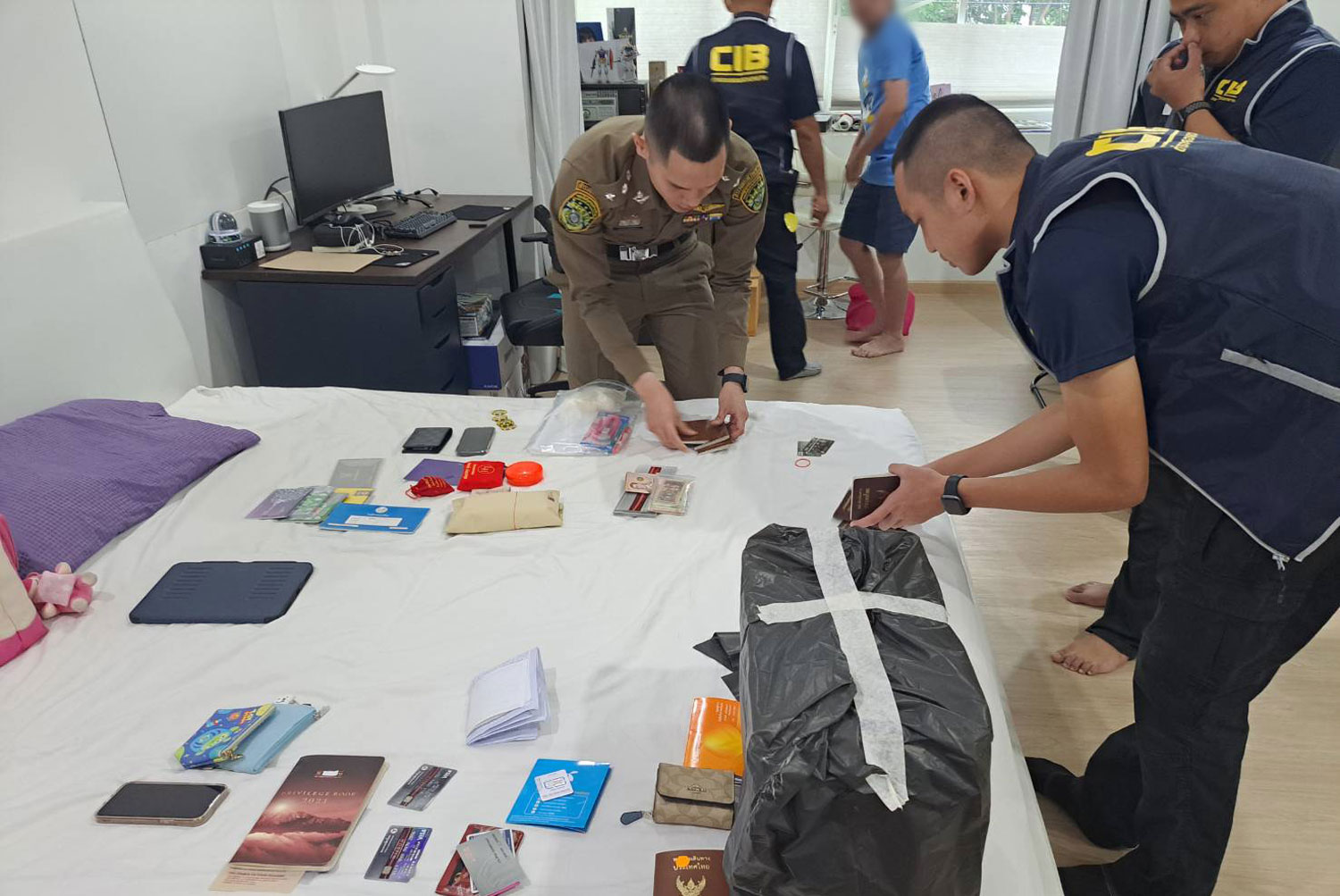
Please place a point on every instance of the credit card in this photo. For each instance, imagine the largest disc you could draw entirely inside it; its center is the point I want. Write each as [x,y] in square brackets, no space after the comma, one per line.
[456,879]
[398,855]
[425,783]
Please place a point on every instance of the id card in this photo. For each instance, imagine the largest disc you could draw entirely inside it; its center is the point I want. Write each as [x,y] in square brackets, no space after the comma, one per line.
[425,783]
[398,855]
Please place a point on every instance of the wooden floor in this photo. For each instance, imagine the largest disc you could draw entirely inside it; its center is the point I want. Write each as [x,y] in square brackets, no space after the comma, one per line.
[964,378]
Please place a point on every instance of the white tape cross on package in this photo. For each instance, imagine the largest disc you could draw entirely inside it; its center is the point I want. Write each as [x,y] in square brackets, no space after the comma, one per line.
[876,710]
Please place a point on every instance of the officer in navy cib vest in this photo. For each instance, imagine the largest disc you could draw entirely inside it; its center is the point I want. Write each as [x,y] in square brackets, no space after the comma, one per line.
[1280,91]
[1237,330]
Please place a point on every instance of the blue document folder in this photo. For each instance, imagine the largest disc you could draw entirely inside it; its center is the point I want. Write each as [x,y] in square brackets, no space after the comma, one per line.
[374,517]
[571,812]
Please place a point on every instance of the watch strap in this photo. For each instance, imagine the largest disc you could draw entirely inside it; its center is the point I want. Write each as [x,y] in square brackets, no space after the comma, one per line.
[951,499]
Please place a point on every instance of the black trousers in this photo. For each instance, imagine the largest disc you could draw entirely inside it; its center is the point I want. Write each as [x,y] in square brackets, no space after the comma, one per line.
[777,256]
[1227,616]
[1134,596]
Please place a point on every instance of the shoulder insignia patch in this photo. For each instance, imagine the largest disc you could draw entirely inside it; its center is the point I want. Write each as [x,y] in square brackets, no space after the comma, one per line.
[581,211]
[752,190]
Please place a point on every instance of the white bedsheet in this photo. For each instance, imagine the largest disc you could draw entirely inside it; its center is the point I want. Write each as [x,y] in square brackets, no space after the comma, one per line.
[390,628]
——————————
> **PROMPT**: Reproduce only the lines running from the one that contains "Please place a point on every instance of the officer" to the last line of the records.

> **ANSWER TO THIS PROBLEM**:
Please place a point on every instance of the officer in navy cib vest in this photo. For each instance, imagine the largest disc you could draw entirely inside it; its center is the point I want. Write each as [x,y] in square brackets, no space after the comma, one per line.
[1280,91]
[1237,330]
Please place a point on every instance of the blue document folder in this photo. For each instance, imagine the largest disc you could draw entirely inside it; its center is the point I want. Write each as [x,y] in square brackets, no space after the comma, one per line.
[374,517]
[571,812]
Please place a point on every instance of the watch strap in this photo. For each instance, imagine the largest disc you could draw entirely inside it; its center is the point I want. Write each as [x,y] in square brackets, no space after the comma, one per line.
[951,499]
Please place a point on every instance of the black trousers in this photo. For each instance, imagine the largest disc you could draw entirely inside it; its center is the point I want. Write each as [x,y] in square brackets, no space after the comma, one per line.
[777,256]
[1227,616]
[1134,596]
Please place a point on every instance of the shoulder insignia patch in this photo. For each instance, imagine the largest disc you could draw entirely inside it; its center is the point I want. Write each as [x,y] in square brackets, no space after the comma, one per line.
[581,211]
[752,190]
Please place a point on every instance of the white bedsheet in this photo. For each instance, imagine the largest disc you could draw entirely inside it; its center is the point I want. Write each as [x,y] in square brackets, no space after the comma, one per line.
[390,628]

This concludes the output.